Stated problem: Please render every line of the records below as a Markdown table with the columns Row and Line, numbering each row and leaving out blank lines.

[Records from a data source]

— START —

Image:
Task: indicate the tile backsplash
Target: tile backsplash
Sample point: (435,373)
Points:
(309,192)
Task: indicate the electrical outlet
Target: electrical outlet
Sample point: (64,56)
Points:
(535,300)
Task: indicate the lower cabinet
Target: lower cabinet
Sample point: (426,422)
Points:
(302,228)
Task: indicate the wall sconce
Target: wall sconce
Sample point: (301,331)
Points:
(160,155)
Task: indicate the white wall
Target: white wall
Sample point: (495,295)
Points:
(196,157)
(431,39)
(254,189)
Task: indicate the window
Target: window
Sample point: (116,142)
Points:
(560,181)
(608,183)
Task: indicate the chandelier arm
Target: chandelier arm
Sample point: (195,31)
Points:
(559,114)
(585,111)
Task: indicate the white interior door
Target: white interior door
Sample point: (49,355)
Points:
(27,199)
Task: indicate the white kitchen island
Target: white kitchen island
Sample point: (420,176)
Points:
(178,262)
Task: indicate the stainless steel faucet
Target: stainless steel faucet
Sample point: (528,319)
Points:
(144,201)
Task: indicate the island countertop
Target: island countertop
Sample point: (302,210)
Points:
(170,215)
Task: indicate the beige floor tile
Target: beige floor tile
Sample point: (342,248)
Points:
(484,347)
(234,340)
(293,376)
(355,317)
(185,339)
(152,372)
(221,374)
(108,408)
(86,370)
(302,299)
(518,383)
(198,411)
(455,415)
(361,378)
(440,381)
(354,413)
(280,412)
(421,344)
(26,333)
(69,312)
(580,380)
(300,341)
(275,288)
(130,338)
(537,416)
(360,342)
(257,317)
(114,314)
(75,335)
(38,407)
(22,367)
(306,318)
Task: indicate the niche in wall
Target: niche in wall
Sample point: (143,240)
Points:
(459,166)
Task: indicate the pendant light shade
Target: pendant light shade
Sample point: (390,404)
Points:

— END —

Answer to this problem:
| Row | Line |
|---|---|
| 1 | Image: |
| 2 | Task: indicate the tile backsplash |
| 3 | Target: tile backsplash |
| 4 | Sample point: (435,373) |
| 5 | Points: |
| 6 | (309,192) |
| 7 | Task: indicate the electrical outlet |
| 8 | Target: electrical outlet |
| 9 | Sample point: (64,56) |
| 10 | Points: |
| 11 | (535,300) |
| 12 | Task: indicate the lower cabinet |
| 13 | Target: lower cabinet |
| 14 | Sample point: (426,422) |
| 15 | Points: |
| 16 | (302,228) |
| 17 | Task: indicate the wall sconce |
| 18 | Target: wall sconce |
| 19 | Sample point: (301,331) |
| 20 | Points: |
| 21 | (160,155) |
| 22 | Task: indicate the white wall |
| 23 | Target: white wall |
| 24 | Sample point: (495,295) |
| 25 | Points: |
| 26 | (196,157) |
| 27 | (431,39) |
| 28 | (254,189) |
| 29 | Task: indicate the window |
| 30 | Target: window |
| 31 | Sample point: (116,142) |
| 32 | Points: |
| 33 | (560,181) |
| 34 | (608,183) |
| 35 | Task: indicate the chandelier arm |
| 36 | Target: chandelier arm |
| 37 | Sample point: (195,31) |
| 38 | Points: |
| 39 | (559,114) |
| 40 | (585,111) |
| 41 | Task: indicate the white interior door |
| 42 | Target: white interior door |
| 43 | Sample point: (49,355) |
| 44 | Points: |
| 45 | (27,199) |
| 46 | Task: indicate the white kitchen island |
| 47 | Target: white kitchen island |
| 48 | Sample point: (420,176) |
| 49 | Points: |
| 50 | (178,262) |
| 51 | Task: indicate the stainless steel faucet |
| 52 | Target: stainless steel faucet |
| 53 | Sample point: (528,319) |
| 54 | Points: |
| 55 | (144,201) |
| 56 | Task: indicate the island countertop |
| 57 | Target: island countertop |
| 58 | Sample point: (302,210) |
| 59 | Points: |
| 60 | (170,215) |
| 61 | Task: indicate the beige floor tile |
| 62 | Target: beige floor tile |
| 63 | Sample point: (342,248) |
| 64 | Points: |
| 65 | (484,347) |
| 66 | (234,340) |
| 67 | (293,376) |
| 68 | (355,317) |
| 69 | (185,339) |
| 70 | (152,372) |
| 71 | (221,374) |
| 72 | (108,408) |
| 73 | (86,370) |
| 74 | (302,299) |
| 75 | (518,383) |
| 76 | (198,411) |
| 77 | (455,415) |
| 78 | (361,378) |
| 79 | (440,381) |
| 80 | (354,413) |
| 81 | (280,412) |
| 82 | (421,344) |
| 83 | (26,333) |
| 84 | (69,312) |
| 85 | (580,380) |
| 86 | (300,341) |
| 87 | (275,288) |
| 88 | (130,338) |
| 89 | (537,416) |
| 90 | (360,342) |
| 91 | (257,317) |
| 92 | (114,314) |
| 93 | (75,335) |
| 94 | (38,407) |
| 95 | (22,367) |
| 96 | (306,318) |
| 97 | Task: indicate the niche in wall |
| 98 | Target: niche in wall |
| 99 | Sample point: (143,240) |
| 100 | Points: |
| 101 | (459,166) |
| 102 | Task: indicate the pendant light shade |
| 103 | Target: pendant light shade |
| 104 | Sample point: (390,404) |
| 105 | Points: |